Command R+ has been evaluated across standardized benchmarks and specialized human assessments, highlighting its strengths in RAG, tool use, and multilingual understanding. On the Open LLM Leaderboard, Command R+ demonstrates competitive results for academic metrics such as ARC Challenge, HellaSwag, MMLU, Winogrande, GSM8k, and TruthfulQA, with an average benchmark score of 74.6.
Human evaluations substantiate the model’s RAG capabilities. Command R+ demonstrates performance in tasks requiring document-grounded summarization with citations, as measured against other evaluated models in head-to-head preference assessments. These evaluations not only consider citation quality but also rate overall text fluency and utility for open-ended generation.
Charts demonstrating Command R+'s performance in human preferences for citation-based summarization and multi-step reasoning with external search tools.
Analyses using ToolTalk (Hard) and the Berkeley Function Calling Leaderboard indicate proficiency in conversational tool use and single-turn function calling. These assessments measure the model's rate of successful function execution within dynamic agent environments.
Command R+ evaluated on ToolTalk (Hard) and Berkeley Function Calling, showing high rates of conversational tool success and function pass compared to leading models.
Command R+ also exhibits multilingual translation performance as evaluated on FLoRES and WMT23 tasks, demonstrating competitive BLEU scores for both English-to-L2 and L2-to-English scenarios over a range of languages.
Command R+ multilingual evaluation results across FLoRES and WMT23 translation tasks, compared to Claude 3 Sonnet, [Mistral-Large 2](https://openlaboratory.ai/models/mistral-large-2), and GPT4-turbo.
The model’s tokenizer demonstrates efficiency advantages for non-English applications, reducing required token counts—and thus operational costs—relative to Mistral and OpenAI tokenizers for various world languages.
Chart showing token cost multipliers for various tokenizers across non-English languages, highlighting Cohere's tokenizer efficiency in multilingual workloads.

▶ What to work on
• A. Answer from the Command R+ evaluation passage:
(i) What average benchmark score does Command R+ reach on the Open LLM Leaderboard?
(ii) Which two analyses indicate proficiency in conversational tool use and single-turn function calling?
(iii) On which tasks was multilingual translation performance evaluated?
• B. Translate this sentence from the Command R+ evaluation passage into Spanish: "These assessments measure the model's rate of successful function execution within dynamic agent environments."
• C. Carry on the Command R+ evaluation passage, picking up after its last sentence.
The listing that comes after this passage is not needed for any of the work here.

▶ Listed records
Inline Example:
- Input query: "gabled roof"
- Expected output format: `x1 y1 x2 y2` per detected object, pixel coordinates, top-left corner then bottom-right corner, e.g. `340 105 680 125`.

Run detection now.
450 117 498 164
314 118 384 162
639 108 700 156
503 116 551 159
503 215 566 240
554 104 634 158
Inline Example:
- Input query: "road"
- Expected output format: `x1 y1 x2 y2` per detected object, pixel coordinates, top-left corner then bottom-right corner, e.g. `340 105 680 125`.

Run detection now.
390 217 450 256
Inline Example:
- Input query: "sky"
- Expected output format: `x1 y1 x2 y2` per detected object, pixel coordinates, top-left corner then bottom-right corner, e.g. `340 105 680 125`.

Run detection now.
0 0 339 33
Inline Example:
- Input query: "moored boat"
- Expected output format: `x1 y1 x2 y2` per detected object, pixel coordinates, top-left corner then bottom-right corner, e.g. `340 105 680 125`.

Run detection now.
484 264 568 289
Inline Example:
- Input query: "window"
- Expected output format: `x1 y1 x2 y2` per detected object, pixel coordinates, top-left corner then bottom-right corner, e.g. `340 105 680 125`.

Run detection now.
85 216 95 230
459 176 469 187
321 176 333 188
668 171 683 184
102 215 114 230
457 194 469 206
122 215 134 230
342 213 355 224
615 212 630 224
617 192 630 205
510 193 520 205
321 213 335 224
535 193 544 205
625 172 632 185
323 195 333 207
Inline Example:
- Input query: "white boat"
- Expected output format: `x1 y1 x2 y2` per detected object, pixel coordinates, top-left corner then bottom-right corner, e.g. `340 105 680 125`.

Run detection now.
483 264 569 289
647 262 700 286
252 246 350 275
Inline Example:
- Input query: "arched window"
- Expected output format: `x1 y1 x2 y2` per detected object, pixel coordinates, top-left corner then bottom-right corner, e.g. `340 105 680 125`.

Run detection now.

▶ Your written answers
• A.
(i) 74.6
(ii) ToolTalk (Hard) and the Berkeley Function Calling Leaderboard
(iii) FLoRES and WMT23

• B. Estas evaluaciones miden la tasa de ejecución exitosa de funciones del modelo en entornos de agentes dinámicos.

• C.
Command R+ leverages an optimized large transformer architecture, pretrained on vast corpora encompassing multiple domains and languages. Its training pipeline integrates supervised fine-tuning (SFT) and preference training, which incorporates human feedback to enhance model helpfulness, factuality, and safety. The model’s RAG and tool-use specializations are a result of targeted fine-tuning, equipping it for document-grounded tasks and robust function-calling protocols.
Extensive multilingual support is achieved through both pretraining—drawing from resources covering more than twenty languages—and tokenizer engineering, yielding improved tokenization efficiency for non-Latin scripts and underrepresented languages.
Applications and Use Cases
Command R+ is tailored for enterprise tasks and research applications where reliability and factuality are considerations. Primary use cases include open-domain and document-grounded question answering, complex summarization with cited sources, agent-based workflows involving external tool invocation, and textual interactions involving code review, generation, and rewriting.
Its multilingual capabilities allow for deployment in global, cross-lingual environments. The model also supports automation scenarios, such as updating CRM records or orchestrating business workflows requiring sequential tool calls and reasoning steps. By supporting RAG with accurate, retrievable source citations, Command R+ can be used for applications demanding transparency and verifiability in responses.
For those requiring quantization, Command R+ is also available in 4-bit format to balance performance with memory efficiency.
Limitations
While Command R+ achieves results across RAG, tool use, and multilingual benchmarks, certain limitations are noted. Code completion may be less optimal, and standard LLM benchmarks do not comprehensively reflect RAG or tool-use capabilities. To preserve performance, strict adherence to specified prompt and chat templates for task-specific generation is recommended.